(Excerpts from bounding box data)
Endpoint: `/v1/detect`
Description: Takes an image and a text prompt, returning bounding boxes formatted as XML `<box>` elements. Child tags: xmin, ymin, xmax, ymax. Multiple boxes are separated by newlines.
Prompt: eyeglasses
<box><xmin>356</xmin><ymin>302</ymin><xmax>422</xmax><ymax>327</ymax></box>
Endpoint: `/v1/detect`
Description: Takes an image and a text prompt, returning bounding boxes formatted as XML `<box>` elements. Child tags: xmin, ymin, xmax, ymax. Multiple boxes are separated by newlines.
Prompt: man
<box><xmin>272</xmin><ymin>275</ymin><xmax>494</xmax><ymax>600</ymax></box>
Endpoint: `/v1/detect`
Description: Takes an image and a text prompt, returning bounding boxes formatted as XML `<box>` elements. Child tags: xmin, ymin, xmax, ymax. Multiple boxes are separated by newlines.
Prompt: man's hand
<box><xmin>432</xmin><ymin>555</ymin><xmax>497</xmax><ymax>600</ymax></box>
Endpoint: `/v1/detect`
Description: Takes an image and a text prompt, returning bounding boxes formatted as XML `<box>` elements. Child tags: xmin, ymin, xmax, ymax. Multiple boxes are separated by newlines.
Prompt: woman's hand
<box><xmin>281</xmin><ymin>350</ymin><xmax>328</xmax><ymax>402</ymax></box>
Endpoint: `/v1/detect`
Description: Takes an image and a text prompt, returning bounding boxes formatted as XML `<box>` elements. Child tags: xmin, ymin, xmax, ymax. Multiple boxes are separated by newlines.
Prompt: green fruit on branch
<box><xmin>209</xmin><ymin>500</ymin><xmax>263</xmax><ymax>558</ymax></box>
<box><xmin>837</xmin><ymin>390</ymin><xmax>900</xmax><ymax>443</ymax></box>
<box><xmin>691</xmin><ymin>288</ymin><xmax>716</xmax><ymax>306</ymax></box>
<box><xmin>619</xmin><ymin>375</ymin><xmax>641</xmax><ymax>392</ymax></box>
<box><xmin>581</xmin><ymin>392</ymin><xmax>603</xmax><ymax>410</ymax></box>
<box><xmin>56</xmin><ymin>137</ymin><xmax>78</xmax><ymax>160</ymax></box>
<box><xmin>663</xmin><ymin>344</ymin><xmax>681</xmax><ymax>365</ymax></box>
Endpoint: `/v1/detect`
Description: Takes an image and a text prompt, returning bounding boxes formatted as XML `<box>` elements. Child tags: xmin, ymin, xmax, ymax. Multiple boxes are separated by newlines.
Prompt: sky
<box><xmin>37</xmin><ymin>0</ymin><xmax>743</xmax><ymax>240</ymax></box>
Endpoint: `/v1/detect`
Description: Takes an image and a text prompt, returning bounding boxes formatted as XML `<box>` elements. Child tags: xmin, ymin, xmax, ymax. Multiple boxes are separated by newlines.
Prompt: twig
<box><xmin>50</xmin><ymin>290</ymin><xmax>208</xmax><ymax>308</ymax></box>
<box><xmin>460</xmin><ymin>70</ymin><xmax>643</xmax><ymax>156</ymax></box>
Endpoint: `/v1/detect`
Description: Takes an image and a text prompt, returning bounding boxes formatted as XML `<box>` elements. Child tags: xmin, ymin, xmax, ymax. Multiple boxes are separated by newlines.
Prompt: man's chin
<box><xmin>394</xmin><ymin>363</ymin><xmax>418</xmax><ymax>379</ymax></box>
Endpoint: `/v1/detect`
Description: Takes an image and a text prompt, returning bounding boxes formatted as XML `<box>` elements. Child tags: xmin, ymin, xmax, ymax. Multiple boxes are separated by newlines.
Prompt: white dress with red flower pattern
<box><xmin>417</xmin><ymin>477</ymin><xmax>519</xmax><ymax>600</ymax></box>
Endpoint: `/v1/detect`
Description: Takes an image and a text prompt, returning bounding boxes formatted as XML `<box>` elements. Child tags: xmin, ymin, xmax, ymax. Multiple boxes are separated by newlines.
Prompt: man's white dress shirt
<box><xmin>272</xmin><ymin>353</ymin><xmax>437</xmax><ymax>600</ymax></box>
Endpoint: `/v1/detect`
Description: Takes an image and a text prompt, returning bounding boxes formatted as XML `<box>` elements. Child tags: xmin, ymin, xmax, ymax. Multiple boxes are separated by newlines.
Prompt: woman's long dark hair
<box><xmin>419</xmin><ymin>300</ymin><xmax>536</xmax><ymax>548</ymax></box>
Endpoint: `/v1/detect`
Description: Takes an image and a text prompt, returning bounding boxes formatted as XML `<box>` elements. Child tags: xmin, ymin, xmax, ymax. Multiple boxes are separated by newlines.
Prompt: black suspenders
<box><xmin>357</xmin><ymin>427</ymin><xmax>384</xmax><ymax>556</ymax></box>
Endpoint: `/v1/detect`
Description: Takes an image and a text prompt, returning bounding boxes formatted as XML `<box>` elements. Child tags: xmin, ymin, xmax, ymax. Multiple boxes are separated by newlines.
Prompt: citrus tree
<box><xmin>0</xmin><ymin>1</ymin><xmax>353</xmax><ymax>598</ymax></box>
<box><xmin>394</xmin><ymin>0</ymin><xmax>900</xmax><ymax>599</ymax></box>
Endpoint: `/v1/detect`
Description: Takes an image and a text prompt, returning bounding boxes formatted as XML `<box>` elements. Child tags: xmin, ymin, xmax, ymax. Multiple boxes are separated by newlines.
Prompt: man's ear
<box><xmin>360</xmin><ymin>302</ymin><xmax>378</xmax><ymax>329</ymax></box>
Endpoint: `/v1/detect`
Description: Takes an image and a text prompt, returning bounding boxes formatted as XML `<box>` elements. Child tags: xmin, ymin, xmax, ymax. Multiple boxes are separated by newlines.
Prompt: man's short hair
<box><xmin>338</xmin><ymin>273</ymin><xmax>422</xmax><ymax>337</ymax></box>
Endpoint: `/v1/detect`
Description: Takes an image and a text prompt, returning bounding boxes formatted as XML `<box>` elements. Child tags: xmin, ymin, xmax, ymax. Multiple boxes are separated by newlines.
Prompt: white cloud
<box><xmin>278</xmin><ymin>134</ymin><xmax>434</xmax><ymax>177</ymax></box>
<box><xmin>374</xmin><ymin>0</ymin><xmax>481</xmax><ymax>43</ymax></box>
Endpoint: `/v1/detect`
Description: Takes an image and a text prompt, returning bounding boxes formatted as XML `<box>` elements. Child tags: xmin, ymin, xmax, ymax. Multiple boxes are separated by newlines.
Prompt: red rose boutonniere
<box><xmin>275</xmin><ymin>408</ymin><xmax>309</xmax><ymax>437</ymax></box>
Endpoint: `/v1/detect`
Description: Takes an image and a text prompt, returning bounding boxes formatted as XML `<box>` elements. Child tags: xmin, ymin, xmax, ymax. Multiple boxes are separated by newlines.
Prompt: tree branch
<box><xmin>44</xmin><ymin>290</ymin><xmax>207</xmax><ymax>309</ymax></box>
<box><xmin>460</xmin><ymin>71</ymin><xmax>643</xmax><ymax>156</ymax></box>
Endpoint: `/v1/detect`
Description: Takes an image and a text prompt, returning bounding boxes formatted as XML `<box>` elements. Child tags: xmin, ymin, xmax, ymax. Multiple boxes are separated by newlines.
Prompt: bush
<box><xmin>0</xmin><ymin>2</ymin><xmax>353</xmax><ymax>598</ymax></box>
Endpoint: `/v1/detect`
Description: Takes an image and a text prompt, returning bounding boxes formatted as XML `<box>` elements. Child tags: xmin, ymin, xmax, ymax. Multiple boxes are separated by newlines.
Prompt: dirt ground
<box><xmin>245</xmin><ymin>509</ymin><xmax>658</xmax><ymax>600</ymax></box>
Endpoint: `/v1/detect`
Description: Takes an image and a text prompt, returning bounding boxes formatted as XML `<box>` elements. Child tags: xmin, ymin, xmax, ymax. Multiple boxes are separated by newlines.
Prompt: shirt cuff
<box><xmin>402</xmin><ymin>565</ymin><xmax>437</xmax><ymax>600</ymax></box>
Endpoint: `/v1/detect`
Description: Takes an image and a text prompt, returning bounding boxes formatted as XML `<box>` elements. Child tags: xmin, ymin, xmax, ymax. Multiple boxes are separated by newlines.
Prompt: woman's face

:: What the exercise asks ::
From the items above, select and copy each line that contains the word "branch".

:: Output for this exercise ::
Prompt: green fruit on branch
Prompt: tree branch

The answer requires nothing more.